(FRAGMENTO CITADO):
+++

Hasta uno de ellos se reusó durante un buen tiempo a que sus hijos,
contemporáneos conmigo, estudiaran en colegios privados: la excelencia en
educación y los mejores profesores estaban en las instituciones públicas. Y
esto se quebró.
La anécdota me permite ilustrar la deserción del campo
sociopolítico de quienes se dicen creyentes. Quienes lo hacen se enrolan en
ideologías de manera acrítica y sin referencias a lo que dicen que debe formar
parte de sus convicciones. Y, de nuevo, si bien el llamado socialcristianismo
no puede acaparar la totalidad de la participación de los cristianos en el campo
político, se esperaría que ciertos principios, como el de subsidiariedad, tuvieran más presencia y atractivo a través de la
difusión por parte de ellos.

+++

(TAREA 1): Reproduce todo el fragmento citado desde "Hasta uno de" hasta "parte de ellos.".
(TAREA 2): En el fragmento citado, ¿qué principio se pone como ejemplo de los que deberían tener más presencia y atractivo?

+++

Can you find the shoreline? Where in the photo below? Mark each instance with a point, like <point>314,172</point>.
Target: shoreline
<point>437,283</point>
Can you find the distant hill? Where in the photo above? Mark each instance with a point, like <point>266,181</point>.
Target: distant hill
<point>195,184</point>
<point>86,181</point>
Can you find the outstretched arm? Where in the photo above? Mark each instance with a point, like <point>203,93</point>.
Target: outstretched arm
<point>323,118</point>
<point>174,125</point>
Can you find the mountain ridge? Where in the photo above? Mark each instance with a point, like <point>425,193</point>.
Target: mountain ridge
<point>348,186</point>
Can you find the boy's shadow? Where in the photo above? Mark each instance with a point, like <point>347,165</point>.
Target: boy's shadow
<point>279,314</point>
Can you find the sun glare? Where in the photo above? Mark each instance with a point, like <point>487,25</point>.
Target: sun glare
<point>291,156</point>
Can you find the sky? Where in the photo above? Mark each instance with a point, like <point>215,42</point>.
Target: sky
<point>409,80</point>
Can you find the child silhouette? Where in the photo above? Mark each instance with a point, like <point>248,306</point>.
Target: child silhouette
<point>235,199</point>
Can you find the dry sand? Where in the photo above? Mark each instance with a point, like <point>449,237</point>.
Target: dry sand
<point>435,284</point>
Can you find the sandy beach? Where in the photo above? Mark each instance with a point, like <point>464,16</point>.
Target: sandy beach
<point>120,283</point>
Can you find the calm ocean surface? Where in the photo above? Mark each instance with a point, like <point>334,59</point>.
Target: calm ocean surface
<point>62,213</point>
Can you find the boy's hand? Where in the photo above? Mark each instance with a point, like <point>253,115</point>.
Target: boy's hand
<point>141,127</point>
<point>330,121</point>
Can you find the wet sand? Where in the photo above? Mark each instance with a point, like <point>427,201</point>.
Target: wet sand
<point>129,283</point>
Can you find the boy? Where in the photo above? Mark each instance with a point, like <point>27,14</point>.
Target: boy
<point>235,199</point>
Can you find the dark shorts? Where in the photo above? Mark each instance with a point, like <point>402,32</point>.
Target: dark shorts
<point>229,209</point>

+++

(RESPUESTA 1):
Hasta uno de ellos se reusó durante un buen tiempo a que sus hijos,
contemporáneos conmigo, estudiaran en colegios privados: la excelencia en
educación y los mejores profesores estaban en las instituciones públicas. Y
esto se quebró.
La anécdota me permite ilustrar la deserción del campo
sociopolítico de quienes se dicen creyentes. Quienes lo hacen se enrolan en
ideologías de manera acrítica y sin referencias a lo que dicen que debe formar
parte de sus convicciones. Y, de nuevo, si bien el llamado socialcristianismo
no puede acaparar la totalidad de la participación de los cristianos en el campo
político, se esperaría que ciertos principios, como el de subsidiariedad, tuvieran más presencia y atractivo a través de la
difusión por parte de ellos.

(RESPUESTA 2): El principio de subsidiariedad.